Fragmento de texto:
____________________

Gonzalo Malaquiza, uno de los caporales salasacas, junto a su esposa.

De un metro setenta, delgado y más serio de lo que se podría esperar, baila con una botella de whisky en sus manos. “Después me entrevistas”, responde entre un séquito de acompañantes.

Con toda la parafernalia que la celebración exige y siguiendo la férrea tradición, ha invitado a familiares, amigos y vecinos a integrar su corte conformada por “negros”, “doñas” y “montados” (jinetes a caballos). 

La corte

En esta fiesta el capital económico es vital, pero no lo es todo. El caudal social también mueve sus hilos, por eso el caporal no solamente debe preocuparse de invertir dinero en las celebraciones sino también de convocar a un gran número de “negros” y de “doñas”. Lo hace tal como estilan las quinceañeras al elegir a sus damas y sus caballeros. 

Las “doñas” —jóvenes indígenas de hasta dieciocho años— tienen por función bailar con los “negros”, personajes que, embadurnados de betún, pronuncian disparates e intentan robarles besos a las mujeres. 

Las “doñas” van ataviadas con el traje típico salasaca (blusa y anaco negro, una chalina con la que cubren la espalda, un tupo o sujetador, collares, aretes y sombrero); mientras que los “negros” visten camisa y pantalón negro (al estilo occidental) y  llevan consigo una espada. 

El “negro mayor”, encargado de dirigir a la cuadrilla, luce además un casco modelo prusiano (el pickelhaube) y un cinturón colgado en su pecho con doce campanas. 

Los “negros” se constituyen en una autoridad en estas fiestas, por ello con una buena dosis de seriedad y otra de picardía interpelan a los visitantes que no beben ni llevan pintura en la cara. 

“Todos (se) tienen que pintar, si no para qué vienes”, dice uno de los “negros”, con alcohol en la mollera, a una visitante mientras se le abalanza para colocar en su cara tres vetas de betún. La guasa puede llegar a ser ácida para las personas que llegan de otros confines, por ello podría decirse que esta fiesta es de exclusivo disfrute para los lugareños.

____________________

Consigna A: Indica cuántas líneas de los registros contienen la palabra "plant". Responde únicamente con esa cifra.
El fragmento de texto y los registros no guardan relación entre sí.

____________________

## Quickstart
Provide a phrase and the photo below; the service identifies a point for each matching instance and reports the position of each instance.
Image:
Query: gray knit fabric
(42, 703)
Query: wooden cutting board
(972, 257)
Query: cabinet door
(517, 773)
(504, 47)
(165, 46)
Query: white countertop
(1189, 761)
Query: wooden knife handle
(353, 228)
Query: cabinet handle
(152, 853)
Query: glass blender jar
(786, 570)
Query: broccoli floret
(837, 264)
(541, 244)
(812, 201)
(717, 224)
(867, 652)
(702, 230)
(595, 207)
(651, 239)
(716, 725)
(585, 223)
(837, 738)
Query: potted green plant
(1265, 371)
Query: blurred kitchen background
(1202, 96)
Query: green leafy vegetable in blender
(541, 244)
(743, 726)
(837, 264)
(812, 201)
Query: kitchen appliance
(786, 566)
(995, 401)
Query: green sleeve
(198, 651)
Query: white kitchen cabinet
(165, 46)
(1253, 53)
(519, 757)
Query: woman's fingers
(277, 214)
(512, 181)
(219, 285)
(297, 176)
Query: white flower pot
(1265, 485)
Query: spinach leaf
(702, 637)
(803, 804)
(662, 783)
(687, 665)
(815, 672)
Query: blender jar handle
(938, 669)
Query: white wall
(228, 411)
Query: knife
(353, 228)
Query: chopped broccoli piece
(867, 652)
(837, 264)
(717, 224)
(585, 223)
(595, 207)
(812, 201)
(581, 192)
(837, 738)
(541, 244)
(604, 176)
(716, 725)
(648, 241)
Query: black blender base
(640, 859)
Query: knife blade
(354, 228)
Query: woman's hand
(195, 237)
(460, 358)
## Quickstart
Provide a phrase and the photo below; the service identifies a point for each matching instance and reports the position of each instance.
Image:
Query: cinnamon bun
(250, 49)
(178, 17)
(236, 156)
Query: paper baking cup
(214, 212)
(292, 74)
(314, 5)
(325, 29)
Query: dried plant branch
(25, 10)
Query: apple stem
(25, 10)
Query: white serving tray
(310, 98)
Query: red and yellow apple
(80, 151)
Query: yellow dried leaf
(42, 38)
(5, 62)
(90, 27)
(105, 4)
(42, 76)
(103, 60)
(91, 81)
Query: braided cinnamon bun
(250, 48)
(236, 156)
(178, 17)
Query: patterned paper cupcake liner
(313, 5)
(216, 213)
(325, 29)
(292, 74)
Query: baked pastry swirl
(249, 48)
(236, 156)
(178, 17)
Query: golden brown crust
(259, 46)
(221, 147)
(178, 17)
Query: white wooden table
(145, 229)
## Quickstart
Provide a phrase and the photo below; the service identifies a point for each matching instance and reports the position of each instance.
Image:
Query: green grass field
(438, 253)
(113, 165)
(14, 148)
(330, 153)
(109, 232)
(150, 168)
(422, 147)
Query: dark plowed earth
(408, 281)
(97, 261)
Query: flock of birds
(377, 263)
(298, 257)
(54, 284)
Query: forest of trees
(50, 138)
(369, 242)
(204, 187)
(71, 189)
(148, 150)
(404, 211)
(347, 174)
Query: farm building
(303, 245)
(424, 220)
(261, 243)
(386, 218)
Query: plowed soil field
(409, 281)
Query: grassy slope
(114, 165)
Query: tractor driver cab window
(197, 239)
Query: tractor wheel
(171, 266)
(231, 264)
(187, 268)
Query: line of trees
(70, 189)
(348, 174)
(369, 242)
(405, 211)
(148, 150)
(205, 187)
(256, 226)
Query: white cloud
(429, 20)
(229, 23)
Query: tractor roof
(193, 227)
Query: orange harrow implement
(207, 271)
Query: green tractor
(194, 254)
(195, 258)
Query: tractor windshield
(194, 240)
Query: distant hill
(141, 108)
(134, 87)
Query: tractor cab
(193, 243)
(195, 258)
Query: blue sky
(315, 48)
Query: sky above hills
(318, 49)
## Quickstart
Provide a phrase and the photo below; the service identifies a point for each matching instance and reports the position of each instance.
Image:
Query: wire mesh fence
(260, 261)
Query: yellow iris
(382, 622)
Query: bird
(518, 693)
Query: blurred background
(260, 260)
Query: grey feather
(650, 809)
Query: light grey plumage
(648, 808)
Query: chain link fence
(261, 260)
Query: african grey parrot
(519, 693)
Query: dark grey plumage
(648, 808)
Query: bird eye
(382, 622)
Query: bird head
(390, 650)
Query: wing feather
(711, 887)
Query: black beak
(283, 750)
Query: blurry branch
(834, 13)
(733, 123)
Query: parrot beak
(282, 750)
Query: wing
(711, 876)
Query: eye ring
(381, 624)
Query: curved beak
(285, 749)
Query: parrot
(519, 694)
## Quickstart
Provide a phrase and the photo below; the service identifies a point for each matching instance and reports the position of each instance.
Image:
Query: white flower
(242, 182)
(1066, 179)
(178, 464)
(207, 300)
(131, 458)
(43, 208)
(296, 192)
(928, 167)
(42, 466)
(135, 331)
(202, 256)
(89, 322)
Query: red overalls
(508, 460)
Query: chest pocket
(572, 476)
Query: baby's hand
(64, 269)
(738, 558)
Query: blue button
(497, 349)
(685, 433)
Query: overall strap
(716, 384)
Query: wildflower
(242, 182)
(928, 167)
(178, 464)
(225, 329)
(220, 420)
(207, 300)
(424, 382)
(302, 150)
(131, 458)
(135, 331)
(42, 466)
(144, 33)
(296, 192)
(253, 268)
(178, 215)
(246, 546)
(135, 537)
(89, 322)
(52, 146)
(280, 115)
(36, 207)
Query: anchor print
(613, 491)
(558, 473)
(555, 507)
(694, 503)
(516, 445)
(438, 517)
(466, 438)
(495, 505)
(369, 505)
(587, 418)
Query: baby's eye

____________________

Consigna B: Traduce al inglés la siguiente oración del fragmento de texto: «Las “doñas” —jóvenes indígenas de hasta dieciocho años— tienen por función bailar con los “negros”, personajes que, embadurnados de betún, pronuncian disparates e intentan robarles besos a las mujeres.»

Solución A: 2

Solución B: The "doñas" (Indigenous young women up to eighteen years old) have the role of dancing with the "negros," characters who, smeared with shoe polish, speak nonsense and try to steal kisses from the women.